### [TEXTE SOURCE]
- - -
Certes en son temps, l’empire romain a mis au point toute une organisation en vue d’approvisionner sa capitale à partir de la Sicile, la Tunisie et d’autres régions de l’empire. Mais pendant tout le Moyen Age, les échanges commerciaux alimentaires sont nuls ou négligeables. Seuls, les produits coûteux (épices, vins…) voyagent sur de longues distances.

Les temps modernes et les premières mesures pour améliorer l’approvisionnement des villes

Dans un monde longtemps extrêmement compartimenté, la satisfaction des besoins alimentaires est totalement déterminée par l’état des récoltes de l’année en cours, donc du climat observé ou plutôt subi. Les pénuries et les famines sont donc fréquentes, et pas seulement en Afrique ou dans les pays asiatiques. La France de Louis XIV n’en est pas exempte : en 1693-1694, plus d’un millions de français et de françaises sont morts de faim (sur un total de 18 millions).

Cependant, pour éviter le renouvellement de telles catastrophes, on s’efforce de faciliter le commerce intérieur des céréales depuis les régions excédentaires vers les régions déficitaires. En raison de l’état déplorable des routes et de la lenteur des transports terrestres, on utilise de plus en plus les fleuves pour acheminer les produits pondéreux par voie d’eau. Et à partir du 17ème siècle, l’Angleterre, les Flandres, l’Allemagne et dans une moindre mesure la France, creusent les premiers canaux[1].

Certains pays complètent aussi leurs ressources alimentaires par des importations maritimes. L’Amérique du Nord et la Russie sont mises à contribution. Les grandes villes portuaires comme Londres ou Amsterdam sont ainsi approvisionnés car leurs besoins céréaliers sont  de plus en plus importants et qu’ils ne peuvent être satisfaits par la production des régions environnantes. On connait aussi l’épisode du vaisseau « le Vengeur » dont le sacrifice en 1794 a permis à un convoi de blé américain d’entrer dans le port de Brest[2]. Ou, vers la même époque, les importations d’Algérie dont le non paiement finit par susciter la colère du Dey d’Alger, avec les conséquences que l’on sait.

1840-1940 : les colonies sont mises à contribution

Au début du 19ème siècle, alors que la population mondiale atteint un milliard de personnes, l’émigration permet de desserrer l’étau de la surpopulation. C’est le début de la conquête de l’Ouest américain, mais aussi les premières implantations russes en Sibérie. Assez rapidement, ces nouveaux territoires agricoles dégagent d’importants excédents, principalement de céréales. Bientôt le chemin de fer facilite leur transport vers le port le plus proche d’où elles sont chargées sur des cargos jusqu’à leur destination finale qu’est l’Europe.
- - -
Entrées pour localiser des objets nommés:
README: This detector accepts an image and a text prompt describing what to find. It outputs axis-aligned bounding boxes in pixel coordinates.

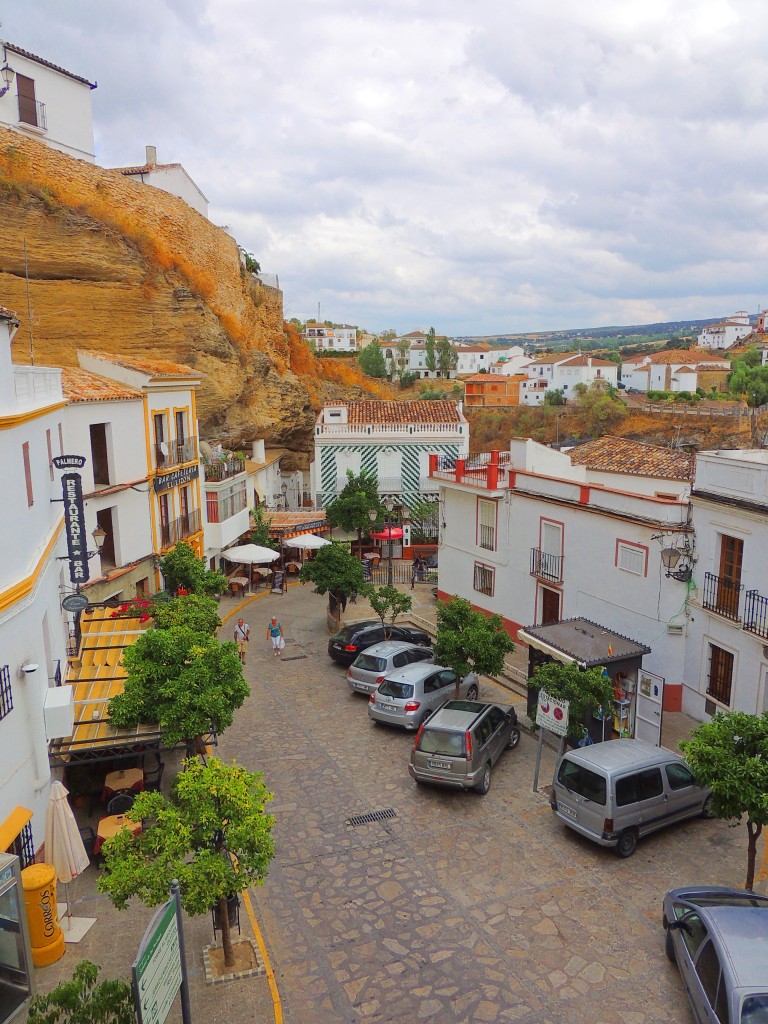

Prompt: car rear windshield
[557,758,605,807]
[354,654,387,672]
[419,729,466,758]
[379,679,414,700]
- - -
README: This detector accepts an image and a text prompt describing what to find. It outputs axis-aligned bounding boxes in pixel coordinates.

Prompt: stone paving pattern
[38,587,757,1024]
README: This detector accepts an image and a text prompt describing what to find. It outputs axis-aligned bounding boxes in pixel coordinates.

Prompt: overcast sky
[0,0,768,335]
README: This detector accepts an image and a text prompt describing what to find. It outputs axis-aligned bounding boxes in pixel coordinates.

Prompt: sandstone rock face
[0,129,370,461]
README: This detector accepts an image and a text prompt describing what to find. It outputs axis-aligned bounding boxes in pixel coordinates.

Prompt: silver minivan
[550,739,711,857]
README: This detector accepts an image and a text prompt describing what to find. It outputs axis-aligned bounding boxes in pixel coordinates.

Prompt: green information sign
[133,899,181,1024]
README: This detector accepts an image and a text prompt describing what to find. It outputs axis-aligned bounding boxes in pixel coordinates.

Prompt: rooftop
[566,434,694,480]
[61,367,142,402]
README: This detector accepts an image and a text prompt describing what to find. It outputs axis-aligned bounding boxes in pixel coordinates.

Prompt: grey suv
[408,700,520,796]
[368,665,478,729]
- - -
### [TRAVAIL À FAIRE]
A – Recopiez tout le passage du texte sur l'approvisionnement alimentaire, depuis « Certains pays complètent » jusqu'à « que l’on sait. » inclus.
B – Prolongez le texte sur l'approvisionnement alimentaire à la suite de sa dernière phrase.

### [CORRIGÉ DES EXERCICES]
A –
Certains pays complètent aussi leurs ressources alimentaires par des importations maritimes. L’Amérique du Nord et la Russie sont mises à contribution. Les grandes villes portuaires comme Londres ou Amsterdam sont ainsi approvisionnés car leurs besoins céréaliers sont  de plus en plus importants et qu’ils ne peuvent être satisfaits par la production des régions environnantes. On connait aussi l’épisode du vaisseau « le Vengeur » dont le sacrifice en 1794 a permis à un convoi de blé américain d’entrer dans le port de Brest[2]. Ou, vers la même époque, les importations d’Algérie dont le non paiement finit par susciter la colère du Dey d’Alger, avec les conséquences que l’on sait.

B –
Mais à l’époque, ce sont surtout les colonies qui sont chargées de compléter l’alimentation des métropoles. L’Angleterre fait largement appel au Canada et à l’Inde ainsi qu’à quelques autres pays qui se situent dans son orbite commerciale et financière (vin du Portugal, viande d’Argentine…). La France importe du blé et du vin d’Afrique du Nord, de l’huile du Sénégal, du riz d’Indochine. La Belgique et les Pays Bas exploitent également à cette fin leurs propres colonies. Personne ne se soucie des conditions de vie des populations en charge de produire à vil prix pour le compte des pays colonisateurs.

Les pays qui ne disposent pas de ce type de ressources doivent se les procurer à grands frais sur les marchés internationaux. Ils cherchent aussi à étendre leur territoire pour accroître leurs ressources alimentaires : l’Allemagne nazi convoite le sud de la Pologne et l’Ukraine, le Japon occupe la Mandchourie, l’Italie fasciste veut installer des colons en Lybie. Après la seconde guerre mondiale, ces projets ou ces chimères sont évidemment vite oubliés et même le rôle des colonies tend à régresser, avant de disparaître définitivement.

1945-1970 : Les Etats-Unis découvrent le « pouvoir vert »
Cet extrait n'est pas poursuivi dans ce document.